• What needs to be done
Every record must be repeated exactly, with no omission.
* * * *
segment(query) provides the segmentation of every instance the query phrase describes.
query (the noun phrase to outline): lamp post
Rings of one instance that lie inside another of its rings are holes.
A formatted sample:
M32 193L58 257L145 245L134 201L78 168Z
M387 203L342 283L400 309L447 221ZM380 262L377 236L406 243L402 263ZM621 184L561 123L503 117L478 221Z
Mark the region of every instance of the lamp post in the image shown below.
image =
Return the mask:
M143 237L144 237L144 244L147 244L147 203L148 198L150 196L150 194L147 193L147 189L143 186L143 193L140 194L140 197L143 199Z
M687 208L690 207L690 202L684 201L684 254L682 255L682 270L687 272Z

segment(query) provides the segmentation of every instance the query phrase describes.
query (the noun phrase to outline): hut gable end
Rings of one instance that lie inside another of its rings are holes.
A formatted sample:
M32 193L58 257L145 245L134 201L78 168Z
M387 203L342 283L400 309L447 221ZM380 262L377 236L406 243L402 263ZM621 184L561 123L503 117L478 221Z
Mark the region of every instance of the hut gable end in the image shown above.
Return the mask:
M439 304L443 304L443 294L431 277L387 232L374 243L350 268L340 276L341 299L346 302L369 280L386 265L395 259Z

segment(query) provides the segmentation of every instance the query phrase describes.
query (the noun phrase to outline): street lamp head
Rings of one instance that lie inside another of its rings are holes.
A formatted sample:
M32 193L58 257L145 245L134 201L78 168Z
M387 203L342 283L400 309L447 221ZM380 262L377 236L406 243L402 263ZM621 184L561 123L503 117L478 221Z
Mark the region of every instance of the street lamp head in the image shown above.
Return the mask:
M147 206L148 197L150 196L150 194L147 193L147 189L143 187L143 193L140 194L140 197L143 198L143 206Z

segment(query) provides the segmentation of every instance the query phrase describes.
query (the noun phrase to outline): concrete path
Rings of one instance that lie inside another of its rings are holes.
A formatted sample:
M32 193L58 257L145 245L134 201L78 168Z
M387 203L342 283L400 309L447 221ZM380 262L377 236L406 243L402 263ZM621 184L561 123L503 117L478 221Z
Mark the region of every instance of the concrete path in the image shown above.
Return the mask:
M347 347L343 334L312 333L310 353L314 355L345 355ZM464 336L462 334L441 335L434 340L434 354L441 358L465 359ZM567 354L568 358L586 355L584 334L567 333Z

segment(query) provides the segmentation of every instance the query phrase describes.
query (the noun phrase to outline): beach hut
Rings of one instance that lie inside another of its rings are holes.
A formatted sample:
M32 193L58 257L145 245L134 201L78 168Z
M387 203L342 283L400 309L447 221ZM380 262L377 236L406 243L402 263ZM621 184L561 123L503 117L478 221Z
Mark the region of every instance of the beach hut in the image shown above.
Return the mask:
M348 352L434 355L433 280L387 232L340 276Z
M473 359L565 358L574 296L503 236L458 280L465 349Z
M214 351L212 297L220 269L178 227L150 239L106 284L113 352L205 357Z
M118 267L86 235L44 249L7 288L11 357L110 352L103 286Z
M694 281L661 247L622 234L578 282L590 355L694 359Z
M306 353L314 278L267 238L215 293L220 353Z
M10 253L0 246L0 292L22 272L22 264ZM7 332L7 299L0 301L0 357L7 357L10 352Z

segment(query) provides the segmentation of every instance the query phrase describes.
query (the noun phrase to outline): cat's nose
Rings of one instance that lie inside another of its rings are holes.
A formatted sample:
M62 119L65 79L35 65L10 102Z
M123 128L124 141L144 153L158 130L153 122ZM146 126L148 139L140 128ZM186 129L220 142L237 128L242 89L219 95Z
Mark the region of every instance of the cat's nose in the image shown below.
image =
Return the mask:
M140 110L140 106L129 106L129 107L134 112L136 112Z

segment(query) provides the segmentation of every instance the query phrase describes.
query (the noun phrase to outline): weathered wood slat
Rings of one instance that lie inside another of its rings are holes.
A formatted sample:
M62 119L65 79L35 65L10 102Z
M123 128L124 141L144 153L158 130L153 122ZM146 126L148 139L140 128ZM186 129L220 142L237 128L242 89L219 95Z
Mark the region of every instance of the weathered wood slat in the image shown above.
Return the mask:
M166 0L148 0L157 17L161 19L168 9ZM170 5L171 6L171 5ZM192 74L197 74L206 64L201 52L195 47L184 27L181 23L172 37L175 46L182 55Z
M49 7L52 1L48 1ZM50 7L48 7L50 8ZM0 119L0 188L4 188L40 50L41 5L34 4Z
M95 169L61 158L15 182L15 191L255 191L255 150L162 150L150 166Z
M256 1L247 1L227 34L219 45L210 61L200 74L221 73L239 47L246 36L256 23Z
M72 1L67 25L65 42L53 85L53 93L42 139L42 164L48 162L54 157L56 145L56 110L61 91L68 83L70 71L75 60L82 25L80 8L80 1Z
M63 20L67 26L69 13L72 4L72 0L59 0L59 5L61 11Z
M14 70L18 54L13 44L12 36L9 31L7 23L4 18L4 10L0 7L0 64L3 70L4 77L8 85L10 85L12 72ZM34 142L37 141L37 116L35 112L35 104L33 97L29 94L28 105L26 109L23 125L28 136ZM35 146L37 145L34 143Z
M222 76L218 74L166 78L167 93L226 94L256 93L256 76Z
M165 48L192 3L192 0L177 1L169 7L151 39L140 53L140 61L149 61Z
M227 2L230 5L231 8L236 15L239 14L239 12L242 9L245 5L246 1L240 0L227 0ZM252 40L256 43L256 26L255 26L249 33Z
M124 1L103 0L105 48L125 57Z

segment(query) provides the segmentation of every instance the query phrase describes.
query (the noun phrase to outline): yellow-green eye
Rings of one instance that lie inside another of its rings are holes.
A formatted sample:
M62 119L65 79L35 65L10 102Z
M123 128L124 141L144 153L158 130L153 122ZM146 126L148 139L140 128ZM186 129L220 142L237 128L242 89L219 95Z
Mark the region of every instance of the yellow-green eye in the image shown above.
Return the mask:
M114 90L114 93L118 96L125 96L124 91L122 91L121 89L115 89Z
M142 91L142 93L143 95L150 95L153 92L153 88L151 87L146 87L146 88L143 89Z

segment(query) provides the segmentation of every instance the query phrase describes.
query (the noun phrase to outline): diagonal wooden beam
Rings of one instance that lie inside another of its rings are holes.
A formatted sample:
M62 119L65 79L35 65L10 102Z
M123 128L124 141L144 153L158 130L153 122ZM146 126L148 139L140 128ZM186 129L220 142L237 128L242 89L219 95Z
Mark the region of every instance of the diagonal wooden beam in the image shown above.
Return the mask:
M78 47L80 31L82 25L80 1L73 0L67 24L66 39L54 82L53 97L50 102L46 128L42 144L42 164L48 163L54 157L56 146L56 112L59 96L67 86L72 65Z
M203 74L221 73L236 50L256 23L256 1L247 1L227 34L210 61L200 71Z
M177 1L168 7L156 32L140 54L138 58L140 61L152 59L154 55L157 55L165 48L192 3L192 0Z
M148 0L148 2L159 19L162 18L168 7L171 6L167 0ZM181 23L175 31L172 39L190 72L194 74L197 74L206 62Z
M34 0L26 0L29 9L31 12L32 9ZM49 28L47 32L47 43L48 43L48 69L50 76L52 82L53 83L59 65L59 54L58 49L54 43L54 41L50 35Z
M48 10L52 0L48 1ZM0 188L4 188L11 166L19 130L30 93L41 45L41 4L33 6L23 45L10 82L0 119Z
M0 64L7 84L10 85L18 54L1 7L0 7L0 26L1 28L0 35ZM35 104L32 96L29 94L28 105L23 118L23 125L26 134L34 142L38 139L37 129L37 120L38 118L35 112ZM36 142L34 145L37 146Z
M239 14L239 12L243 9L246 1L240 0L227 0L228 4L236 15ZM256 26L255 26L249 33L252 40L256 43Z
* * * *
• Written solution
segment(query) provides the segmentation of every instance the query phrase describes.
query (the noun phrase to outline): lamp post
Rings of one instance that lie inside another of its rings are holes.
A formatted sample:
M32 193L58 257L145 245L134 201L78 168Z
M387 203L342 283L400 309L447 221ZM380 262L377 236L406 243L402 263ZM621 184L561 123L503 117L478 221Z
Mark the region of every instance of the lamp post in the image shown below.
image =
Return the mask:
M143 237L144 237L144 244L147 244L147 203L148 198L150 196L150 194L147 193L147 189L143 186L143 193L140 194L140 197L143 199Z
M687 208L690 207L690 202L684 201L684 254L682 255L682 270L687 272Z

segment(query) provides the segmentation of every instance the query phrase describes.
query (the noun phrase to outline): hut gable end
Rings of one instance that lie inside another of its rings are holes.
A formatted sample:
M32 193L58 257L145 245L134 201L78 168Z
M387 203L342 283L400 309L447 221ZM380 262L377 236L406 243L402 263ZM621 184L561 123L503 117L478 221Z
Mark the region of every instance of the hut gable end in the image shown above.
Return the mask:
M439 304L443 304L443 294L431 277L387 232L374 243L350 268L340 276L341 299L346 302L369 280L386 265L395 259Z

segment(query) provides the segmentation of every instance the query phrase describes.
query (the noun phrase to outline): street lamp head
Rings of one instance that lie inside another of its rings are holes.
A formatted sample:
M32 193L58 257L145 245L134 201L78 168Z
M387 203L342 283L400 309L447 221ZM380 262L377 236L406 243L402 263ZM621 184L561 123L503 117L478 221Z
Mark the region of every instance of the street lamp head in the image shown above.
Return the mask:
M147 206L148 197L150 196L150 194L147 193L147 189L143 187L143 193L140 194L140 197L143 198L143 206Z

segment(query) provides the segmentation of every instance the query phrase describes.
query (the noun phrase to outline): concrete path
Rings of one instance that lie inside another of its rings are holes.
A formatted sample:
M32 193L58 257L145 245L134 201L78 168Z
M387 203L342 283L400 309L447 221ZM380 262L377 236L406 243L402 263ZM621 184L561 123L503 117L478 221Z
Mark the region of every instance of the concrete path in the image shown above.
Return the mask:
M347 347L343 334L312 333L310 353L314 355L345 355ZM464 336L462 334L441 335L434 340L434 354L441 358L465 359ZM567 354L568 358L586 355L584 334L567 333Z

segment(query) provides the segmentation of every instance the query phrase describes.
query (the noun phrase to outline): beach hut
Rings of one instance that lie inside another of its rings are holes.
A formatted sample:
M32 193L58 257L145 245L134 201L78 168Z
M387 203L342 283L400 309L447 221ZM380 262L377 236L406 243L402 263ZM621 184L561 123L503 117L478 221Z
Mark the region of every instance of the beach hut in the image shown above.
Return the mask:
M348 352L434 355L433 280L387 232L340 276Z
M473 359L565 358L574 296L503 236L458 280L465 349Z
M214 351L212 297L220 269L178 227L150 239L106 284L113 352L205 357Z
M118 267L86 235L44 249L7 288L11 357L110 352L103 286Z
M694 281L661 247L622 234L578 282L590 355L694 359Z
M306 353L314 278L267 238L215 293L220 353Z
M10 253L0 246L0 292L22 272L22 264ZM7 332L7 299L0 301L0 357L7 357L10 352Z

segment(query) provides the segmentation of every instance the query phrase describes.
query (the noun phrase to outline): cat's nose
Rings of one instance that lie inside another of its rings are holes.
A formatted sample:
M62 119L65 79L35 65L10 102Z
M123 128L124 141L144 153L158 130L153 122ZM146 126L148 139L140 128ZM186 129L220 142L237 128L242 89L219 95Z
Mark the region of every instance of the cat's nose in the image shown below.
image =
Return the mask:
M140 110L140 106L129 106L129 107L134 112L136 112Z

segment(query) provides the segmentation of every instance the query phrase describes.
query (the noun phrase to outline): weathered wood slat
Rings of one instance that lie inside another of its rings are holes.
A formatted sample:
M62 119L65 79L35 65L10 102Z
M123 128L124 141L144 153L158 130L153 122ZM146 126L148 139L140 128ZM186 129L220 142L237 128L242 89L219 95Z
Mark the region of every instance of the weathered wood slat in the image shown above.
Return the mask:
M166 0L148 0L157 17L161 19L168 9ZM170 5L171 6L171 5ZM192 74L197 74L206 64L201 52L195 47L184 27L181 23L172 37L175 46L182 55Z
M49 7L52 1L48 1ZM50 7L48 7L50 8ZM0 119L0 188L4 188L40 50L41 5L34 4Z
M95 169L61 158L15 182L15 191L255 191L255 150L162 150L150 166Z
M256 1L247 1L227 34L219 45L210 61L200 74L221 73L239 47L246 36L256 23Z
M72 1L67 25L65 42L53 85L53 93L42 139L42 164L48 162L54 157L56 145L56 110L61 91L68 83L70 71L75 60L82 25L80 8L80 1Z
M63 20L67 26L69 13L72 4L72 0L59 0L59 5L61 11Z
M14 70L18 54L13 44L12 36L9 31L7 23L4 18L4 10L0 7L0 64L3 70L4 77L8 85L10 85L12 72ZM34 142L37 141L37 116L35 112L35 104L33 97L29 94L28 105L26 109L23 125L28 136ZM35 146L37 145L34 143Z
M222 76L218 74L166 78L167 93L226 94L256 93L256 76Z
M165 48L192 3L192 0L177 1L169 7L151 39L140 53L140 61L149 61Z
M227 2L230 5L231 8L236 15L239 14L239 12L242 9L245 5L246 1L240 0L227 0ZM252 40L256 43L256 26L255 26L249 33Z
M124 1L103 0L105 48L125 57Z

segment(query) provides the segmentation of every instance the query phrase describes.
query (the noun phrase to outline): yellow-green eye
Rings of one instance that lie inside another of its rings are holes.
A formatted sample:
M62 119L65 79L35 65L10 102Z
M123 128L124 141L144 153L158 130L153 122ZM146 126L148 139L140 128ZM186 129L220 142L237 128L242 89L219 95Z
Mark the region of every instance of the yellow-green eye in the image shown above.
Return the mask:
M114 90L114 93L118 96L125 96L124 91L122 91L121 89L115 89Z
M142 91L142 93L143 95L150 95L153 92L153 88L151 87L146 87L146 88L143 89Z

segment(query) provides the segmentation of every instance the query phrase describes.
query (the noun phrase to outline): diagonal wooden beam
Rings of one instance that lie inside another of its rings are holes.
A formatted sample:
M62 119L65 79L35 65L10 102Z
M123 128L124 141L144 153L158 130L153 122ZM146 126L148 139L140 128ZM186 129L220 142L237 128L242 89L219 95Z
Mark the region of every instance of the diagonal wooden beam in the image shown above.
Return the mask:
M78 47L80 31L82 25L80 1L73 0L67 24L66 39L54 82L53 97L50 102L46 128L42 144L42 164L48 163L54 157L56 146L56 112L59 96L67 86L72 65Z
M203 74L221 73L236 50L256 23L256 1L247 1L227 34L210 61L200 71Z
M177 1L168 7L156 32L140 54L138 58L140 61L152 59L154 55L157 55L165 48L192 3L192 0Z
M148 0L148 2L159 19L162 18L168 7L171 6L167 0ZM181 23L175 31L172 39L190 72L194 74L197 74L206 62Z
M34 0L26 0L29 9L31 12L32 9ZM49 28L47 32L47 43L48 43L48 69L50 76L52 82L53 83L59 65L59 54L58 49L54 43L54 41L50 35Z
M48 10L52 0L48 1ZM0 188L4 188L11 166L19 130L30 93L41 45L41 4L33 6L23 45L10 82L0 119Z
M0 64L7 84L10 85L18 54L1 7L0 7L0 26L1 28L0 35ZM35 104L32 96L29 94L28 105L23 118L23 125L26 134L34 142L38 139L37 129L37 120L38 118L35 112ZM36 142L34 145L37 146Z
M239 14L239 12L243 9L246 1L240 0L227 0L228 4L236 15ZM256 26L255 26L249 33L252 40L256 43Z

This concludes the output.